• Supplied records:
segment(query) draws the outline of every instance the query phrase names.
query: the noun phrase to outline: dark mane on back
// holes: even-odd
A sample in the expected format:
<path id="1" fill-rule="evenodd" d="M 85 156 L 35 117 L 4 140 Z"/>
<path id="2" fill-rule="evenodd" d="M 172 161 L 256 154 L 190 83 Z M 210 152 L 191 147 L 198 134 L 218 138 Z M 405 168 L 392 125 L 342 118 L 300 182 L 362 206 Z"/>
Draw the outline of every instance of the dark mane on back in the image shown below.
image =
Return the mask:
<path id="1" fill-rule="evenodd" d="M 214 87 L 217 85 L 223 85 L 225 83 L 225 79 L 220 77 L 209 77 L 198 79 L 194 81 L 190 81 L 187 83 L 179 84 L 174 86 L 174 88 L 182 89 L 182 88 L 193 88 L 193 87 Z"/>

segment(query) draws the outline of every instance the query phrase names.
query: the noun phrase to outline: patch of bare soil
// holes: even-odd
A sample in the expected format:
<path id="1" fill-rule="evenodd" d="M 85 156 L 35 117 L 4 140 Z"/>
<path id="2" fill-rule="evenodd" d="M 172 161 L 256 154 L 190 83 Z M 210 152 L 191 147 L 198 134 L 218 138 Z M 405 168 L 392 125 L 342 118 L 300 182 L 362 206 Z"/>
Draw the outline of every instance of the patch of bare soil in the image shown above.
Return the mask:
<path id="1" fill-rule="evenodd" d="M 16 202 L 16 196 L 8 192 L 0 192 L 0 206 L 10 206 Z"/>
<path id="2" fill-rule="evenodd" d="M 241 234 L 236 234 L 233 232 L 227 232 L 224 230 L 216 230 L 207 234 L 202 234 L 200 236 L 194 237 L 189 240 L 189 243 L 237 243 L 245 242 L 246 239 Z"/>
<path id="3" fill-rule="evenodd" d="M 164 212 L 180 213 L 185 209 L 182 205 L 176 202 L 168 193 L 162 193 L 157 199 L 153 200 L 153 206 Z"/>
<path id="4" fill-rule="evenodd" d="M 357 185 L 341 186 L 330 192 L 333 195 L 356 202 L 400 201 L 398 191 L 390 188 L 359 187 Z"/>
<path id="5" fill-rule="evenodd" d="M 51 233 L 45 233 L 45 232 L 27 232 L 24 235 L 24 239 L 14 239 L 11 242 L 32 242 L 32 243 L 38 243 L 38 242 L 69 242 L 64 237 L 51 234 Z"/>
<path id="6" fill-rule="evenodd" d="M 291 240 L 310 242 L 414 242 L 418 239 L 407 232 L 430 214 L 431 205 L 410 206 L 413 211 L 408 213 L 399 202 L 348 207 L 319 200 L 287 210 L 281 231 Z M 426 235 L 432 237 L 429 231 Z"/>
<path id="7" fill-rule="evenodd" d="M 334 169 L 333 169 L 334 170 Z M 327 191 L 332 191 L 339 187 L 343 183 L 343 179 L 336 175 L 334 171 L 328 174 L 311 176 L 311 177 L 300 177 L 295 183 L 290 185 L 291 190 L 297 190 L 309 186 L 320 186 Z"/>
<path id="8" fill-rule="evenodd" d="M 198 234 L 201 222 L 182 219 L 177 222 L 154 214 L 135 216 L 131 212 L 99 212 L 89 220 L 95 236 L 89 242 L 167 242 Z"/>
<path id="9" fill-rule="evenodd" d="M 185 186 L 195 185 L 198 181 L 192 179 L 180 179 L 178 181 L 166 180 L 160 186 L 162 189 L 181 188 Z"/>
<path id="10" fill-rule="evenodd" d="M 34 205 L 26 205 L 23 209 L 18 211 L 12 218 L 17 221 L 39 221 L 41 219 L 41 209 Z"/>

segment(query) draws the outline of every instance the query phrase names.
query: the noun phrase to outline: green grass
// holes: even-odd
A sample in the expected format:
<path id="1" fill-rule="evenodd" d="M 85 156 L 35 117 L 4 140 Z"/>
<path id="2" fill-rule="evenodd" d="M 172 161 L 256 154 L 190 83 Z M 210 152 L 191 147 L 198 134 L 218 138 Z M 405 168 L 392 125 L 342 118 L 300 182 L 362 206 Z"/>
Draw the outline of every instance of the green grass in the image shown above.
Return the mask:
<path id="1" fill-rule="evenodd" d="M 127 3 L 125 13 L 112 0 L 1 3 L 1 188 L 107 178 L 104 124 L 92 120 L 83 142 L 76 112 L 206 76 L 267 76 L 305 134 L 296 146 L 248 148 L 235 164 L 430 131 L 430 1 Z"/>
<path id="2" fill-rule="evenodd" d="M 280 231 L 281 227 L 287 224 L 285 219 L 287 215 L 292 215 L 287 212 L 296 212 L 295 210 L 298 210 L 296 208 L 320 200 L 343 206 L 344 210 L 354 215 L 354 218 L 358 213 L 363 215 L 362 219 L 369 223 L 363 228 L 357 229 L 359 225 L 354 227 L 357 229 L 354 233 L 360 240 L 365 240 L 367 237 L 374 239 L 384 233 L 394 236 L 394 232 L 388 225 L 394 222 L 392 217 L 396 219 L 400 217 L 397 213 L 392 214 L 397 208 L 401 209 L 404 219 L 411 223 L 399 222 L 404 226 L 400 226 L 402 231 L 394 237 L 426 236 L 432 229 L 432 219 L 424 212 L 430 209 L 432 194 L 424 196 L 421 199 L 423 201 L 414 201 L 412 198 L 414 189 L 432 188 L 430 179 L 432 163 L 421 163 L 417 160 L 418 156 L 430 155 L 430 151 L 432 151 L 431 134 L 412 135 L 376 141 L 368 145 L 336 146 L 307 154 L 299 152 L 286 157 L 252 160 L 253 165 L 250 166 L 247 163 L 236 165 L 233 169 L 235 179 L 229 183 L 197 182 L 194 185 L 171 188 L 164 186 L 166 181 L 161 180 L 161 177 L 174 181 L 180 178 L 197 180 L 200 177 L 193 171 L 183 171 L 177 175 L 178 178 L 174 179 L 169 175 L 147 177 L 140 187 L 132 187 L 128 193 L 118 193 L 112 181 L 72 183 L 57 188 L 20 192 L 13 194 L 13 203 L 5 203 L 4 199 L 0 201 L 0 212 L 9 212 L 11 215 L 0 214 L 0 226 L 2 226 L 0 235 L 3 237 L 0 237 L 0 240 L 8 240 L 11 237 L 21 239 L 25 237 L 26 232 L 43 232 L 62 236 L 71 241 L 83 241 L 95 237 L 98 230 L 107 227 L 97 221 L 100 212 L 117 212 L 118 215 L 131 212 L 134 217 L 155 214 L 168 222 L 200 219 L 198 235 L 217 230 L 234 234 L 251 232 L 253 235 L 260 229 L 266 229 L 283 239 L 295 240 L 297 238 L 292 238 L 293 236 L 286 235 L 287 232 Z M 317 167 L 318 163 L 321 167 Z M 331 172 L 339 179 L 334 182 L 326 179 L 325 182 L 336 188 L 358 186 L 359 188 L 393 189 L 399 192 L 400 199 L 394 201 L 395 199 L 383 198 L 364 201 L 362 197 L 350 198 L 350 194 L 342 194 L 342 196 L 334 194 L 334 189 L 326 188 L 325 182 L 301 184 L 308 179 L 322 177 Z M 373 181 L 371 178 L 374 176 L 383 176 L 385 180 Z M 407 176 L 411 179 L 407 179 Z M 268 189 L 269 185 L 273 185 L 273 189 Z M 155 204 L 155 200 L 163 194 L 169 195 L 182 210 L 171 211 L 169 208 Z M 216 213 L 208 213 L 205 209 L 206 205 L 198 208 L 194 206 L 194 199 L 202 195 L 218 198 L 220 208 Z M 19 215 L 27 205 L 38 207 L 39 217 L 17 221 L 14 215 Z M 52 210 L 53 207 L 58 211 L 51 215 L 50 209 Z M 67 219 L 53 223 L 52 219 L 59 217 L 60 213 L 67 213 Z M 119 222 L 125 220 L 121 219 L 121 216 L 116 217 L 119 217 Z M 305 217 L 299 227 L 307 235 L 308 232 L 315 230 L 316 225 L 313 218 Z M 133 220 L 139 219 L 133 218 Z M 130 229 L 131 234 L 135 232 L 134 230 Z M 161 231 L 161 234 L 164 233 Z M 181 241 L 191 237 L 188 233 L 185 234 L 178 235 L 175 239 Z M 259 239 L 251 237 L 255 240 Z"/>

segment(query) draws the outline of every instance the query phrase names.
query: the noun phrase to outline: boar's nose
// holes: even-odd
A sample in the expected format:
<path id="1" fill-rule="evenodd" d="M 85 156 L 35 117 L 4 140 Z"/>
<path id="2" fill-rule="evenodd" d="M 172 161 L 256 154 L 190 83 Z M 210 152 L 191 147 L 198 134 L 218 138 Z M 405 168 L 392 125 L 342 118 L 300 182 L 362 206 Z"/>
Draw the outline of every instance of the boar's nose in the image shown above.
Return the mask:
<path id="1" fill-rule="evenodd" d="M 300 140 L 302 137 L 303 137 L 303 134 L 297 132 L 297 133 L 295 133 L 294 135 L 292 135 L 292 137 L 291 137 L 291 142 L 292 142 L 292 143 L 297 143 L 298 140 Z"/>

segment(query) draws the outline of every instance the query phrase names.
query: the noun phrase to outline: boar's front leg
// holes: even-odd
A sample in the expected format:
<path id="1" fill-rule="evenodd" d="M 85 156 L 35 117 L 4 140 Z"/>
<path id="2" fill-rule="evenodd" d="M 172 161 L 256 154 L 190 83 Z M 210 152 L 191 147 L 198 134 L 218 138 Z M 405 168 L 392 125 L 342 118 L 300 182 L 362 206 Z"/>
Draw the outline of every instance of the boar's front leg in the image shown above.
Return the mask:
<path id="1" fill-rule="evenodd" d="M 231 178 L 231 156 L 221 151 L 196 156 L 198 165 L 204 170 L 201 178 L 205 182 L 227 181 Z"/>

• Exercise requirements:
Select every line of the listing above that contains the word "soil" and copy those lines.

• Response:
query: the noun phrase to outline: patch of bare soil
Draw the outline of every instance of the patch of bare soil in the image shown above.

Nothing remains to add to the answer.